-- start of Quoted text --

Tragic motherboard burnout killed Lappy #1 and Lappy #2 at a relatively young age.
Lappy #3 was the victim of accidental manslaughter before he was even a year old.
Lappy #4? Well…
It began with a flickering, a delay, too many Error 404 Pages.
The blue screen of death appeared from time to time.
Then he failed to wifi.
Tracey came in as a remote ghost and cleaned him up a bit, but said his something or other was dying.
We gave him a blue Ethernet cord and told him to hang in there.
Bubba treated Lappy with salves and prescriptions and said there wasn’t much else he could do.
In a show of solidarity, I rotated my head along with the browser’s cursor, “Go on, Lappy, you can do it!”
I didn’t upgrade Lappy to Windows 10. I knew he’d never make it out alive.
Lappy tired easily and couldn’t make it to the kitchen anymore. He told me I should consider a new battery.
Last month, Lappy’s frame came apart, but I bandaged him with duct tape.
“Nooo, Lappy, don’t go!”
But when I picked Lappy up and his eyeball shattered, I knew the time had come.
Off we went to the place. The place has sold me four of five Lappies now, so it’s fine enough, despite the fact that the staff consists of 12-year-old geeks who think in math and speak in acronyms. They would descend upon me like the prey I am if I didn’t have The Mister. People don’t approach The Mister. I walk around all the Lappies and comment like Goldilocks until I find the one that’s JUST RIGHT. Then I point at it and The Mister nods and motions for one of the blood-thirsty geeks to assist.
An eager little boy jogged over and immediately attempted to upsell me some RAM. I don’t even know what RAM is, but I know I don’t need more of it, because more RAM than I had before is probably RAM I don’t even need. One needn’t bother trying to terrify me with phrases like “significant slow down” when Lappy #4 hasn’t even had his little black box removed yet.

-- end of Quoted text --
-- start of Record extracts --

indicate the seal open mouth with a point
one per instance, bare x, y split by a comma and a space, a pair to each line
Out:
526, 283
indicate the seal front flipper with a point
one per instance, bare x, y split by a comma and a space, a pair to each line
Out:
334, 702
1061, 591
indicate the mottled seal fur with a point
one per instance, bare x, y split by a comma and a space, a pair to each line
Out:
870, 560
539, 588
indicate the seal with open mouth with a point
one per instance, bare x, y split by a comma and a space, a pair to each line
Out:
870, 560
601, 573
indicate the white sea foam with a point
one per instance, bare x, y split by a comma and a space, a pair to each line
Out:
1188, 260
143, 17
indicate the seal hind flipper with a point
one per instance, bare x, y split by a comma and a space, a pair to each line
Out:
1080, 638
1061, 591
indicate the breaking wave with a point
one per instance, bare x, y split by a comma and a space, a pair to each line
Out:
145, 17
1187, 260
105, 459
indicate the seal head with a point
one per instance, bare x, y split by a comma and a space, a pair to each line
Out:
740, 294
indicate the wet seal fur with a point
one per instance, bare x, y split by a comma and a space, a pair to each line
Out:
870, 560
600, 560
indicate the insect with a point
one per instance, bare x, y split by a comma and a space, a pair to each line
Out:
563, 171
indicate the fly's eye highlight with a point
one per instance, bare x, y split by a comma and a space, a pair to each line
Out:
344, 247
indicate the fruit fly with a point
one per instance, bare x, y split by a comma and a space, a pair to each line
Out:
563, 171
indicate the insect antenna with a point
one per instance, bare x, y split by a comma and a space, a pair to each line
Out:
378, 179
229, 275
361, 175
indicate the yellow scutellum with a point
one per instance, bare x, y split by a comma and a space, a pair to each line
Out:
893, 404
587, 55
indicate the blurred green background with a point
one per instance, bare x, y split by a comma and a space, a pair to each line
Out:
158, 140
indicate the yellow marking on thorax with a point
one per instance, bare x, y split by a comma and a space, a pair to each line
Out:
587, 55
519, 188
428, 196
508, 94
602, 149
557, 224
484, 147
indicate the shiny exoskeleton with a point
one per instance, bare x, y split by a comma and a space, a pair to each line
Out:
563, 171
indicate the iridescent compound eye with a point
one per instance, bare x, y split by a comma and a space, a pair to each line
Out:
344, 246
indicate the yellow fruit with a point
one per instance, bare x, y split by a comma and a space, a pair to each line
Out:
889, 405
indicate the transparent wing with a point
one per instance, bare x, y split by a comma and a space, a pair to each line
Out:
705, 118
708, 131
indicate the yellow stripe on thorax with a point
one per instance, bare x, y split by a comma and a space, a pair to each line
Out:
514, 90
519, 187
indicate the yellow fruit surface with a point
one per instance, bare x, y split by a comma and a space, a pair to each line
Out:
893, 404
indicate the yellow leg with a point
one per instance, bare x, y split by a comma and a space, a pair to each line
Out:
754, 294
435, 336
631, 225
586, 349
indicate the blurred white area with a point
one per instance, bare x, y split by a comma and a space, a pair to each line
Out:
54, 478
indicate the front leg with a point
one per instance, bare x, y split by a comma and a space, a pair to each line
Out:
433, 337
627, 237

-- end of Record extracts --

Tasks for this exercise =>
A - Name each Lappy that the piece about the laptops refers to by number.
B - Pick up the piece about the laptops after its final sentence and keep it going.

Expected results =>
A - Lappy #1, Lappy #2, Lappy #3, Lappy #4

B -
Y’all know how I do. If I could get a walnut computer with ceramic knobs on it, I would.
I shot that little boy down and he took it pretty well.
Home I went, to introduce myself to Lappy #5.
Lappy #5 is a girl.
I know this, because she’s nosy as fuck.
She wants my everything. I’ll be sorry if I don’t give her my everything. Right away.
Every little step in the Next screen is how this bitch can get all up in my shit. She wants to know me in ways my own husband would find too intimate. Lappy #5 be like, “It’s safe, you can trust me,” and I’m more like, “Let’s take it slow for now.”
Lappy #5 offered me a faster set-up in exchange for my location, my contacts, my other devices, my searches, my wallet, my dreams, my secrets, my retina, my fingerprint, and a little bit of my blood, but I resisted and took the long way.
She offered to show me the drive behind her cloud icon and I snarked at her, “A cloud? Really? How original.”
Soon enough a suspiciously Internet Explorer-looking icon appeared and I ran off to find Chrome. Google knows what I want, which is why it led me through a delightful video about how to set my default browser to Chrome.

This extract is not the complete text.